ABOUT THIS EXERCISE: Wherever the string "studio" occurs in a line of these records, report that line.

THE INPUT:
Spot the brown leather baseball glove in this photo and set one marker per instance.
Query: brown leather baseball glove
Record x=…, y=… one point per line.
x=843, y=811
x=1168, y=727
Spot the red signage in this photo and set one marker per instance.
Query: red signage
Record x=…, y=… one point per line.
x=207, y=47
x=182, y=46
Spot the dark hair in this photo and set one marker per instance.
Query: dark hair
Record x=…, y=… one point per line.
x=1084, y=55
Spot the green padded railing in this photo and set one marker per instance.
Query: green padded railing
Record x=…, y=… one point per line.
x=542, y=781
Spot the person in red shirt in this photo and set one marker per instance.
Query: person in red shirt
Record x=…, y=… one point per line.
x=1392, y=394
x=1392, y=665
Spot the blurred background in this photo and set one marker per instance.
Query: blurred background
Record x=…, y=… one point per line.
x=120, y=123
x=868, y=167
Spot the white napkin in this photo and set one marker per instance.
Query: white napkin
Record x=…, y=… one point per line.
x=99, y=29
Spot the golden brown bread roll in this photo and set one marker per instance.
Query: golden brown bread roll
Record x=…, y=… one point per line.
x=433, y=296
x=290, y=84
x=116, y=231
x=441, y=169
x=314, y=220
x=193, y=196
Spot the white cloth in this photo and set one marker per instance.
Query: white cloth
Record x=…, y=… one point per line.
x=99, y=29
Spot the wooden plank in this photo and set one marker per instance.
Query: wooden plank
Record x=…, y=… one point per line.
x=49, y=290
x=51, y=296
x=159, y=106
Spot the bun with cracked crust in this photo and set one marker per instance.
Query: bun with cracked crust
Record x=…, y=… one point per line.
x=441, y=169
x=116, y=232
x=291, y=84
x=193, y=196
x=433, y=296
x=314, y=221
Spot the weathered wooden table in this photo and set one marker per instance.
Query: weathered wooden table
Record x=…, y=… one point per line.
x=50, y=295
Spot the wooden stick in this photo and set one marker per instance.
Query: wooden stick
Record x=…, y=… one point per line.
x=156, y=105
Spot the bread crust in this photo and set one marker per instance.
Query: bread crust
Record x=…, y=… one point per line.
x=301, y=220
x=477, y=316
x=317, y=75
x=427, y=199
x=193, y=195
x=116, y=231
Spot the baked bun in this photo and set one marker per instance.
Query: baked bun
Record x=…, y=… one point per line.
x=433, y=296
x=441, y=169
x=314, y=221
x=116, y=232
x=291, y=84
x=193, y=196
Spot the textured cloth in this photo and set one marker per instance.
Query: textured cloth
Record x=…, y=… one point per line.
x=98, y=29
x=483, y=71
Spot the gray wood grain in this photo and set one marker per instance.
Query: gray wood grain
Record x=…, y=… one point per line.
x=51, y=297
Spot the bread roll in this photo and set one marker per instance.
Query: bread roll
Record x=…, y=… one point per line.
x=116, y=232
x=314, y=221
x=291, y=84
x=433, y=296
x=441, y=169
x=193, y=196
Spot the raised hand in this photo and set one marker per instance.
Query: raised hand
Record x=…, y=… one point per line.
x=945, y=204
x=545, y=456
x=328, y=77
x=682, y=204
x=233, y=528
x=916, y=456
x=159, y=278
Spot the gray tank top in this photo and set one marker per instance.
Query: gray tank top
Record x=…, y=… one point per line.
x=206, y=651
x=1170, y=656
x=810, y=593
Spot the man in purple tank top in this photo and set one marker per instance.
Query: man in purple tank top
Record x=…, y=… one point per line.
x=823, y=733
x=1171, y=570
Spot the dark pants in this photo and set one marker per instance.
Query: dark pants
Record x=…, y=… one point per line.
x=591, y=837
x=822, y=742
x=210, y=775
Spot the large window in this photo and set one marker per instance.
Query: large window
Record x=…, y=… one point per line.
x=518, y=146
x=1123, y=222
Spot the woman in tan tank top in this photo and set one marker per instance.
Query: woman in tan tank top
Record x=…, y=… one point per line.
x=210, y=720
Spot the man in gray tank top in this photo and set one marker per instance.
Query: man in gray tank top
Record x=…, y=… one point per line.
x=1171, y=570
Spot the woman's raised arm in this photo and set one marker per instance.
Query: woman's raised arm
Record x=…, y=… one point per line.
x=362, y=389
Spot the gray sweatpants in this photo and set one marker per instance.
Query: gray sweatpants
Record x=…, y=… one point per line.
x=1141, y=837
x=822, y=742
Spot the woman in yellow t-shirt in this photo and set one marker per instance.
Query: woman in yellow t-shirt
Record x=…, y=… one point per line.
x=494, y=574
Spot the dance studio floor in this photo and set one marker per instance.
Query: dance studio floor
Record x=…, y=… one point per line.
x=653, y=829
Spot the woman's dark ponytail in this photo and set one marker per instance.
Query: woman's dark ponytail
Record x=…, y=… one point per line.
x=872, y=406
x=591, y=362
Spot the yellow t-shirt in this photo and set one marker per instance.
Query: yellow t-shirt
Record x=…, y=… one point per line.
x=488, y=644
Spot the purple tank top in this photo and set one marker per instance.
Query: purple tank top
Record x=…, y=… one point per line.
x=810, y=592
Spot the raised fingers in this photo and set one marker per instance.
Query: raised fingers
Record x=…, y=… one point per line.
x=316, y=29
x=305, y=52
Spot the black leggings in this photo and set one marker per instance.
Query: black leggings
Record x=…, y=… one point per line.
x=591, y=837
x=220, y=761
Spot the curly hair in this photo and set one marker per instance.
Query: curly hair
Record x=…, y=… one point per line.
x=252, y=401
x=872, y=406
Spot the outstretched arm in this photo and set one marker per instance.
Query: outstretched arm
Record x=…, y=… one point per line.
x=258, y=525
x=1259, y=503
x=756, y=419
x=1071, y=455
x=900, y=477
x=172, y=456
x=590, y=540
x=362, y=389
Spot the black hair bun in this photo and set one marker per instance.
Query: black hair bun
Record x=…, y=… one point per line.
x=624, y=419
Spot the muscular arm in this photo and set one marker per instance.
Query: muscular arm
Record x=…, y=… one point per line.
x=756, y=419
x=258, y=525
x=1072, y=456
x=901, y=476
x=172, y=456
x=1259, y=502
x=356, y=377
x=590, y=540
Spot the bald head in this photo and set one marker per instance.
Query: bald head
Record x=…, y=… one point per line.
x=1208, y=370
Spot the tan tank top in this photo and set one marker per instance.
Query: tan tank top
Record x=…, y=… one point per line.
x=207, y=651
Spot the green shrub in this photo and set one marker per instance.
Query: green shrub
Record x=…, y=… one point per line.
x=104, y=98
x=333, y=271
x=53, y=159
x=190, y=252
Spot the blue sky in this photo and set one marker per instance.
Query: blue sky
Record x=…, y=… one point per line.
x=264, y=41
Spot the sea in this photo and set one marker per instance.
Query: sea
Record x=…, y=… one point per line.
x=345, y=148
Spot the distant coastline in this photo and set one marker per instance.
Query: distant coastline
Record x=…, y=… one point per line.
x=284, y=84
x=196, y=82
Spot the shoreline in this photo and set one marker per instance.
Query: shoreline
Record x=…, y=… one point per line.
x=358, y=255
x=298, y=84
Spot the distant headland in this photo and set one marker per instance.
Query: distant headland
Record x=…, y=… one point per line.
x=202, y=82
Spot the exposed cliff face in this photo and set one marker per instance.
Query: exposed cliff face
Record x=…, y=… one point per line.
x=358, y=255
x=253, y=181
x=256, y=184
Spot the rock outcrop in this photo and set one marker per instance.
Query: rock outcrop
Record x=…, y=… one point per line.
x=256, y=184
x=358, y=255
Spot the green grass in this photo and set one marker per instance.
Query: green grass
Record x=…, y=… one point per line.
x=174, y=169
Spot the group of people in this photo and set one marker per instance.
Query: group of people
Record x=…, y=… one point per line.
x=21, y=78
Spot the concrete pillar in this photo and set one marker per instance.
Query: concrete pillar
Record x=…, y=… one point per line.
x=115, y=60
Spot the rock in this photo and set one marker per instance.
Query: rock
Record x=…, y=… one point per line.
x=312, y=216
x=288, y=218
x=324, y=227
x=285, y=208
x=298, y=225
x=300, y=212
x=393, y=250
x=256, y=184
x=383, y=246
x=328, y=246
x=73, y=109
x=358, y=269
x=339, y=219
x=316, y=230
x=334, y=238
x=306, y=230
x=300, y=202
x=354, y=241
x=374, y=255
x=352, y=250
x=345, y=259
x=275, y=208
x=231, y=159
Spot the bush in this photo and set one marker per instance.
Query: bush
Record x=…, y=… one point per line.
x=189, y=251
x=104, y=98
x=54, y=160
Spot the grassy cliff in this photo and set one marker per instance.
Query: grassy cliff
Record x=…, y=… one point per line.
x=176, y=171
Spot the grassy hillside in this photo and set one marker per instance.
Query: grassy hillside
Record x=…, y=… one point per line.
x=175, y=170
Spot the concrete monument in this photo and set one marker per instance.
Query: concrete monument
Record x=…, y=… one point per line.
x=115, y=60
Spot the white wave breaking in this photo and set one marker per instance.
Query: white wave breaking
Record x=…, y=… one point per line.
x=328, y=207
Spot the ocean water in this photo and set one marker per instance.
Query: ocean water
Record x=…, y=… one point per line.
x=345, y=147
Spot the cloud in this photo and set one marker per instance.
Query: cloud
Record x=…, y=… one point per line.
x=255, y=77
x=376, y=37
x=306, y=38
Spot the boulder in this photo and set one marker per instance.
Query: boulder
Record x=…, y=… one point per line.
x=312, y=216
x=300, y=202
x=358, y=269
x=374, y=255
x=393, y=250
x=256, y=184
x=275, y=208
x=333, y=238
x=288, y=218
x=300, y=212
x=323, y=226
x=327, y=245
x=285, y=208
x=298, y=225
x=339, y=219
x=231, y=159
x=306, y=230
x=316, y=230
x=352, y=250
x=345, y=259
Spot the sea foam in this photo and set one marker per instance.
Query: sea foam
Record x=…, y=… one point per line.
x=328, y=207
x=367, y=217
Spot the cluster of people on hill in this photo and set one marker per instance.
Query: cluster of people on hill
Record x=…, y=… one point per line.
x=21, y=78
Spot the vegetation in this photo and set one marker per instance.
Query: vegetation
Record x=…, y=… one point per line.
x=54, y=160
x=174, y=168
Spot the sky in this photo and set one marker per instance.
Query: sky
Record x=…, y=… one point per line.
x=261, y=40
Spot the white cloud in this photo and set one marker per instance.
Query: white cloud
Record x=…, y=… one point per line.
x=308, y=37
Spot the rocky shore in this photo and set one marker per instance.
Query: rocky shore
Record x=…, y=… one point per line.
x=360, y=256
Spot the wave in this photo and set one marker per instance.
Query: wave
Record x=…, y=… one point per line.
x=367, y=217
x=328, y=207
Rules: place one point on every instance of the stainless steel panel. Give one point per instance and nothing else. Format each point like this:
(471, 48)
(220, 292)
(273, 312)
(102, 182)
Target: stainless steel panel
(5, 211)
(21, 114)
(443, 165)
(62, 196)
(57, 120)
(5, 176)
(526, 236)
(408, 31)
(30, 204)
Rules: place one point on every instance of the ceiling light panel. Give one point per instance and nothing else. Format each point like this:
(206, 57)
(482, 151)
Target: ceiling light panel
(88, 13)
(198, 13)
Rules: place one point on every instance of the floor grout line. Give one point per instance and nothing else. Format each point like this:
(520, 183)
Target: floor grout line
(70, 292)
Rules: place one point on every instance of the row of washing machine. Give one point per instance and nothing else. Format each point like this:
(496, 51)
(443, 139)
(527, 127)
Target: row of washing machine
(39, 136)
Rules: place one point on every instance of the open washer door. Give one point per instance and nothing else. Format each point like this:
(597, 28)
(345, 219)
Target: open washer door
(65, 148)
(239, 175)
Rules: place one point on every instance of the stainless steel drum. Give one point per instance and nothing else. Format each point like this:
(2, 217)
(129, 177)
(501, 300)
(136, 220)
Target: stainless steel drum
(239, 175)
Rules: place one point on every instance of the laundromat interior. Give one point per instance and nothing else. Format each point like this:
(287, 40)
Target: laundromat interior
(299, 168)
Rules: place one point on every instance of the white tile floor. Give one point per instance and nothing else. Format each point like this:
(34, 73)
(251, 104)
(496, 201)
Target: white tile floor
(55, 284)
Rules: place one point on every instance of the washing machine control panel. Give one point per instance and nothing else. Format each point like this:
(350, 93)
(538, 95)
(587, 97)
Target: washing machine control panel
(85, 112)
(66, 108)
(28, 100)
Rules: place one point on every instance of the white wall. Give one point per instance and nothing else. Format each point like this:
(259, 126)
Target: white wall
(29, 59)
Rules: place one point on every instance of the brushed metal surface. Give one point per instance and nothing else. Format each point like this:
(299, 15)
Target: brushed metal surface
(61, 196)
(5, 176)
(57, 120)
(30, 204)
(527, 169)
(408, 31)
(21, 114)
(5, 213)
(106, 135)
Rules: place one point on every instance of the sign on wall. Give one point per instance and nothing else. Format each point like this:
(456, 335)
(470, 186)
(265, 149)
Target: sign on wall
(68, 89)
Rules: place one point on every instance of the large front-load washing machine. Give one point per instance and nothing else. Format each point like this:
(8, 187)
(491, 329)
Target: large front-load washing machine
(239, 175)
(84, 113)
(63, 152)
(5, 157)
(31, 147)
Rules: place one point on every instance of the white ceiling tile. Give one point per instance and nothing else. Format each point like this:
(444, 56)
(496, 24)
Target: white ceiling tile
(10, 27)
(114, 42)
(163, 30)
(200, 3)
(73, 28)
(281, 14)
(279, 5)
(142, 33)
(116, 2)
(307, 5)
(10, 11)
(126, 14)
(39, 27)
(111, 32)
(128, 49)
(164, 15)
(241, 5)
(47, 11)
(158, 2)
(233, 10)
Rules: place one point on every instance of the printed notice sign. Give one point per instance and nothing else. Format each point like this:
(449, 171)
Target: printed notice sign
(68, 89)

TASK RESPONSE:
Spot the dance studio floor in this photo and set one marker per instance.
Query: dance studio floor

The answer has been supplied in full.